-- start of Dataset content --
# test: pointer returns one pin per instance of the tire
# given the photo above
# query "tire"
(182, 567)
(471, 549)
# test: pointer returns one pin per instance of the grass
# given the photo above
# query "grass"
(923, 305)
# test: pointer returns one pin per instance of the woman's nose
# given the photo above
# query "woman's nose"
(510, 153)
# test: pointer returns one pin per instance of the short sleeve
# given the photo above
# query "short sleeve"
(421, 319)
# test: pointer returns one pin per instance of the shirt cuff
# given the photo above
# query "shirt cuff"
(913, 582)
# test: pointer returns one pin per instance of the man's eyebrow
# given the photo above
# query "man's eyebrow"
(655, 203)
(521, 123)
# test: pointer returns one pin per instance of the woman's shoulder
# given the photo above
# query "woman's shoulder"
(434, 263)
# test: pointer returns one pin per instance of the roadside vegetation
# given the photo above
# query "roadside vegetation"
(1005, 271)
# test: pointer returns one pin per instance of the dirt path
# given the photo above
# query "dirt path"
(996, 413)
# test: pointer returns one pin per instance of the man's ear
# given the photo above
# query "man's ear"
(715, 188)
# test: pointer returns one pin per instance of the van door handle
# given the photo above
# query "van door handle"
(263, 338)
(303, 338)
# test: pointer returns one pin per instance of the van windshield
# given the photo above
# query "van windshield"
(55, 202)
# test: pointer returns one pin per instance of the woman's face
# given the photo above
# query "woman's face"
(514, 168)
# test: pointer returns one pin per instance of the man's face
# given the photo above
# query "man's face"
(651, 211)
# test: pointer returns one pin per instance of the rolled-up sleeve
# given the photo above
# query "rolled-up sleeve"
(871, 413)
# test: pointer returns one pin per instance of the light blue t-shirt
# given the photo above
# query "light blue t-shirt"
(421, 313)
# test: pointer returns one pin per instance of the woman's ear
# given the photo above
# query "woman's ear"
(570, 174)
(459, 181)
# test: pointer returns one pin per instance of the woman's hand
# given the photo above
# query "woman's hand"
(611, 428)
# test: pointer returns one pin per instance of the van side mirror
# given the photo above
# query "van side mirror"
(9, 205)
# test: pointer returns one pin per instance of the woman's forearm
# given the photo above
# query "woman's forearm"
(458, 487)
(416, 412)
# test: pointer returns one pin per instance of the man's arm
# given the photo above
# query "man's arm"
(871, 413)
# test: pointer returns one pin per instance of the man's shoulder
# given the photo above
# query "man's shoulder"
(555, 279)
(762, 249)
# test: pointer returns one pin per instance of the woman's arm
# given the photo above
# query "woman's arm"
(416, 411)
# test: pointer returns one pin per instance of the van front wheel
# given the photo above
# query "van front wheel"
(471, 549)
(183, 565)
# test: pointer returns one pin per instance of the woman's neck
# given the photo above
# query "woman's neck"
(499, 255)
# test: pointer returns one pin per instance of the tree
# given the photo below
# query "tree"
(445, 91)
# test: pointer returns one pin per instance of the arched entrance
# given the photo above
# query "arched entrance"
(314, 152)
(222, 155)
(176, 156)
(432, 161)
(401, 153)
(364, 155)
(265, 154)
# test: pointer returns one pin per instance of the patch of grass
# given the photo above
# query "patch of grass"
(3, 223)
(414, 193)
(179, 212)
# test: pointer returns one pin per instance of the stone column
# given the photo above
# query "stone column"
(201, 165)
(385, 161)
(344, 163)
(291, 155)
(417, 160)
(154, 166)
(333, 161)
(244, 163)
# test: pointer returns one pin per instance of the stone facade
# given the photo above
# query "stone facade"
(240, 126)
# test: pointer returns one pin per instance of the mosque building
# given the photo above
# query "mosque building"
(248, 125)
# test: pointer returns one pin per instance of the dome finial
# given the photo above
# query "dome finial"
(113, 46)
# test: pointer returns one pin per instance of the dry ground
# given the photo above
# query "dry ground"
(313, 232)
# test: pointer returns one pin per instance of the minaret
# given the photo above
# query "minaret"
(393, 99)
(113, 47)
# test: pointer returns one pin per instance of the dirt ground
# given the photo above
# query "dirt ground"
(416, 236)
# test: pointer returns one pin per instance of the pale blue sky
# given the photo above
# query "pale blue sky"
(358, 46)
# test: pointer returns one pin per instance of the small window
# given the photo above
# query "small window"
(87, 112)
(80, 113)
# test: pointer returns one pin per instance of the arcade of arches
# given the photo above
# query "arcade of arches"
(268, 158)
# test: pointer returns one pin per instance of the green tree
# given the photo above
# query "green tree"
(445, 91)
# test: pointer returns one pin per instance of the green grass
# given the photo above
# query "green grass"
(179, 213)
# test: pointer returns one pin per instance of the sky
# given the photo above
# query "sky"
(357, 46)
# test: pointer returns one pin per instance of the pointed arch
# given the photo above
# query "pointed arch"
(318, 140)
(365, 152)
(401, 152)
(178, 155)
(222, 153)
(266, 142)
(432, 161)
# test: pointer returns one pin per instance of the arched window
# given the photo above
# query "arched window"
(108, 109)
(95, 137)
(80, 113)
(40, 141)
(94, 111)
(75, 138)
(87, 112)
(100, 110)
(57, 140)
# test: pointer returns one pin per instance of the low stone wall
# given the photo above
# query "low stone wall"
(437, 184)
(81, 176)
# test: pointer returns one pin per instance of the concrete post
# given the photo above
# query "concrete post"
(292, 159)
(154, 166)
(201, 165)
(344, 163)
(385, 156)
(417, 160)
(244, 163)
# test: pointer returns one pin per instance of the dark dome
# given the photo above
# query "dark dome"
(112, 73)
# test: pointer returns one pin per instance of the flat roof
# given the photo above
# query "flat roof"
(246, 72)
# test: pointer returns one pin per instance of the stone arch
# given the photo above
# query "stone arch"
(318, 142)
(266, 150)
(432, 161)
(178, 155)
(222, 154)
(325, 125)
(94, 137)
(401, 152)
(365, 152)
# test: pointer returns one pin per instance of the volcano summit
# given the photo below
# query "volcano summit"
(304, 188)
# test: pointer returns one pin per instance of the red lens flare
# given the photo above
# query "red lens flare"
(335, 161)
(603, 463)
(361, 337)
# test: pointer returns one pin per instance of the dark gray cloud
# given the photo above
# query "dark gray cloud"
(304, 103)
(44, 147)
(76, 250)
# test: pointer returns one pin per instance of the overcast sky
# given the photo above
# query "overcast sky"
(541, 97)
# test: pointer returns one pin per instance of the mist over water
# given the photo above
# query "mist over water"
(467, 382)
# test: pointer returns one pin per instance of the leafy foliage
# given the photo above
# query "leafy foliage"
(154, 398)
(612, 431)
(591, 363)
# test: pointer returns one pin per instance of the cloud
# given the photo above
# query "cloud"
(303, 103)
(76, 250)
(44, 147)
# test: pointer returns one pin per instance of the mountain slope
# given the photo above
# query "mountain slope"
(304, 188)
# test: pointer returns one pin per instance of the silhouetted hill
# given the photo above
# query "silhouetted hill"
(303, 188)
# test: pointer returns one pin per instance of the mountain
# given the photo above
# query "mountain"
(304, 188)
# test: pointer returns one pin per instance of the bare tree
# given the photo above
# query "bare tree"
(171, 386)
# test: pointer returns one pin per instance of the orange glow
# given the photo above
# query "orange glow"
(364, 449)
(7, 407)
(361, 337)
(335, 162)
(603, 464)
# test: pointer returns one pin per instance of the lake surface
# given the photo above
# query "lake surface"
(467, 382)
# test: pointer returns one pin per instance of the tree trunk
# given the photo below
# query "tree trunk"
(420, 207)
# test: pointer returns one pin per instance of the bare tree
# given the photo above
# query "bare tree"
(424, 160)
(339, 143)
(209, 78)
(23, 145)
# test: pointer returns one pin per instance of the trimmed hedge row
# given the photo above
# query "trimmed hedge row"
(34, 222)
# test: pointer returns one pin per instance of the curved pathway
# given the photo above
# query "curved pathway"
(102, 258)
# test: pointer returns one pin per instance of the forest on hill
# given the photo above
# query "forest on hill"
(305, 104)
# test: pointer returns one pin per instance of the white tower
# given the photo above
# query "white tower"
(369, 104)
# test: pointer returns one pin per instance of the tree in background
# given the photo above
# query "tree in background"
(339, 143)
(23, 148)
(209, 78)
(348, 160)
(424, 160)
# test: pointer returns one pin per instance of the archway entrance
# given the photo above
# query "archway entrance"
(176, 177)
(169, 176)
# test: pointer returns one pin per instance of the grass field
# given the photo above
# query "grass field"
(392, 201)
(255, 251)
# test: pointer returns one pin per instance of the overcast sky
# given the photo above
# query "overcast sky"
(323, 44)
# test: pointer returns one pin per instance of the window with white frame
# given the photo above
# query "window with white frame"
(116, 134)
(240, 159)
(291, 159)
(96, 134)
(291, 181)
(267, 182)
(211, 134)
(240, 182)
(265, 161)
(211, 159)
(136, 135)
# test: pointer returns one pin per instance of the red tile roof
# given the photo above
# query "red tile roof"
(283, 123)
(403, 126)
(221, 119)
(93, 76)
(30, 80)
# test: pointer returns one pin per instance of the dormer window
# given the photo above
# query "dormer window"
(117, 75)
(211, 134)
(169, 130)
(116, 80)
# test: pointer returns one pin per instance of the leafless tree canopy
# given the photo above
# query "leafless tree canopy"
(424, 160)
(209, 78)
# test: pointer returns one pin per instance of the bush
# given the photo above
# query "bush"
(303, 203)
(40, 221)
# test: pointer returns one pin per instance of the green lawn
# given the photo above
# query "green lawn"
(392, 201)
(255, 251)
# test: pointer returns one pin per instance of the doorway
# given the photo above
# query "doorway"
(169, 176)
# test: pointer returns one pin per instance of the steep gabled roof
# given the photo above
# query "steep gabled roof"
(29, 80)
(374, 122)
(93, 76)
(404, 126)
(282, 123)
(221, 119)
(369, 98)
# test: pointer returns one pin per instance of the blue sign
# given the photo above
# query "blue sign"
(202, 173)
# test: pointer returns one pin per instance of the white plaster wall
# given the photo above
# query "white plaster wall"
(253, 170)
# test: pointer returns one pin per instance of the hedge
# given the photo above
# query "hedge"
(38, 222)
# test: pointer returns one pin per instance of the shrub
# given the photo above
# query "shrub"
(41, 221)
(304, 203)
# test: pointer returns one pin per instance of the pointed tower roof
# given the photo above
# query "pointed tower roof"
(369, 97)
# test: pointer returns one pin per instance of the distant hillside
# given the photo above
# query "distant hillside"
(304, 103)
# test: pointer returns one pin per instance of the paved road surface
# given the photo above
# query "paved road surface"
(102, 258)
-- end of Dataset content --
• Description of the task:
Repeat exactly, and only, the lines of the records above, starting with the line that contains "the white plaster wall" and ending with the final line, both included.

• Answer to the task:
# test: pointer returns one pin per instance of the white plaster wall
# given the photo above
# query "white plaster wall"
(253, 170)
# test: pointer returns one pin per instance of the hedge
# given the photo above
# query "hedge"
(38, 222)
# test: pointer returns one pin per instance of the shrub
# given the photo above
# query "shrub"
(41, 221)
(304, 203)
# test: pointer returns one pin per instance of the pointed tower roof
# given the photo above
# query "pointed tower roof"
(369, 97)
# test: pointer returns one pin per instance of the distant hillside
# given the photo above
# query "distant hillside"
(304, 103)
# test: pointer returns one pin per instance of the paved road surface
# given the photo above
# query "paved road surface"
(102, 258)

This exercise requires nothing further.